■ **What needs to be done**
Select and copy every line below that contains the string "surface".

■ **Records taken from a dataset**
-=-=-

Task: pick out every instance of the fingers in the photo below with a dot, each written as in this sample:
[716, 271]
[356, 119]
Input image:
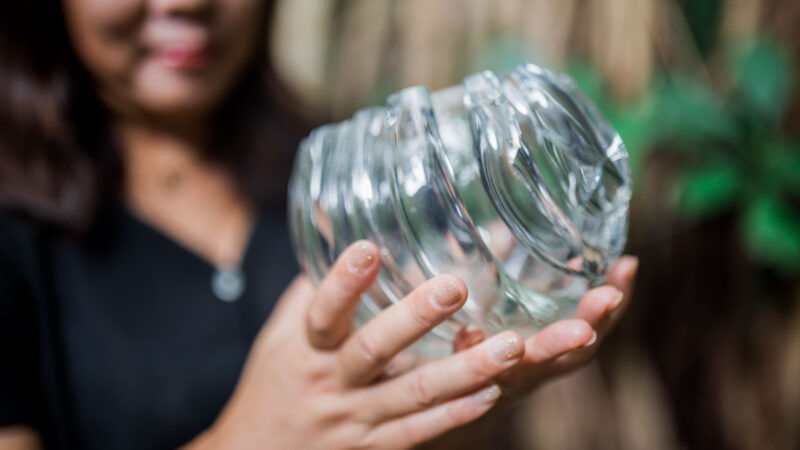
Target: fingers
[467, 337]
[622, 274]
[365, 354]
[443, 379]
[597, 304]
[601, 307]
[546, 348]
[329, 318]
[414, 429]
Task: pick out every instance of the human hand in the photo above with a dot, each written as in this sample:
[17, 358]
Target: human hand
[312, 382]
[567, 344]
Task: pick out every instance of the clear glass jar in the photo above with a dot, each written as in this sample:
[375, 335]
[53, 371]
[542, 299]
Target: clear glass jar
[515, 184]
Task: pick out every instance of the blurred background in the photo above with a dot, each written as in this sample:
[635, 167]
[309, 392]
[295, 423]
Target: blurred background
[706, 99]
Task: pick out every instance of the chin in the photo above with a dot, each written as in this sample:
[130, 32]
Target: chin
[179, 96]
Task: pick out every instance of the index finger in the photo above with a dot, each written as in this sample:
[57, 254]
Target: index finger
[330, 317]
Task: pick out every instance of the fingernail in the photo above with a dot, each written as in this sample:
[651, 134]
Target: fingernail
[506, 348]
[488, 395]
[617, 300]
[446, 293]
[362, 258]
[592, 340]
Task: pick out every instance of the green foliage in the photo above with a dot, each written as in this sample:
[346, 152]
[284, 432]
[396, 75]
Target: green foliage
[736, 159]
[706, 191]
[772, 232]
[762, 76]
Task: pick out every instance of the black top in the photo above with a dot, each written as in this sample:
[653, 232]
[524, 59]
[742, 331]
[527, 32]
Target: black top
[117, 341]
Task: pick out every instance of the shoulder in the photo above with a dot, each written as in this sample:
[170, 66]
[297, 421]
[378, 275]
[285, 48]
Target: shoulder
[20, 240]
[18, 237]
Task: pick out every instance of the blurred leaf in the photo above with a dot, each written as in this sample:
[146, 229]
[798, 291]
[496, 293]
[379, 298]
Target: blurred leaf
[779, 163]
[707, 191]
[762, 75]
[772, 233]
[703, 18]
[690, 113]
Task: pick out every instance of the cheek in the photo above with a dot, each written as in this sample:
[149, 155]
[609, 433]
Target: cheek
[103, 34]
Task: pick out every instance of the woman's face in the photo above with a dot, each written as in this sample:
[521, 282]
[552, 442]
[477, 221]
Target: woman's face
[167, 59]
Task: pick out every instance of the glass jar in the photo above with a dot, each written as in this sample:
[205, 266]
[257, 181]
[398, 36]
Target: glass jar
[516, 184]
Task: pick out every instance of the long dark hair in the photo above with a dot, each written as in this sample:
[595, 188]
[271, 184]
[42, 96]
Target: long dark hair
[58, 161]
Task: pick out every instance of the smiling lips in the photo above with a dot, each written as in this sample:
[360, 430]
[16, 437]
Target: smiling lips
[184, 57]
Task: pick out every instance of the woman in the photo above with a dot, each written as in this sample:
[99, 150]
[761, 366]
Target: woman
[144, 144]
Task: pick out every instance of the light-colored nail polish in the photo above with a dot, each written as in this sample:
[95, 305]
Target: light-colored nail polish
[591, 341]
[506, 349]
[613, 305]
[488, 395]
[361, 259]
[446, 293]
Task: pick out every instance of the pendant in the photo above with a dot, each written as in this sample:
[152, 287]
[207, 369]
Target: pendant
[228, 283]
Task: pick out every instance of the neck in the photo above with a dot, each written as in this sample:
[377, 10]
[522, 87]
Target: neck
[170, 184]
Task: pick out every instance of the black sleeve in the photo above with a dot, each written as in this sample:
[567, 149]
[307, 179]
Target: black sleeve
[20, 397]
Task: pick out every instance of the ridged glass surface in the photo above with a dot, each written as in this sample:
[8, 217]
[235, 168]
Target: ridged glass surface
[515, 184]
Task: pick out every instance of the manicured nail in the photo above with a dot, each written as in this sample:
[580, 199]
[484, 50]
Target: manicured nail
[446, 293]
[362, 258]
[475, 335]
[592, 340]
[488, 395]
[506, 348]
[617, 300]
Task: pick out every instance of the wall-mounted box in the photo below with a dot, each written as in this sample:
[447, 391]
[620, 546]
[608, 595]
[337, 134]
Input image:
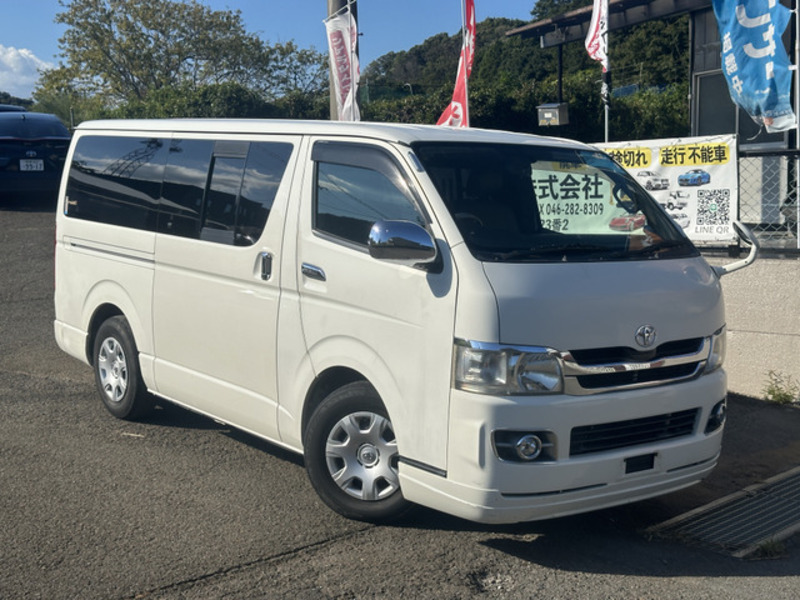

-=-=-

■ **Answer for this exercise**
Task: pick out every instance of the ridged glass surface in the photo above with a dot, each written as in this sample:
Target: ridged glass surface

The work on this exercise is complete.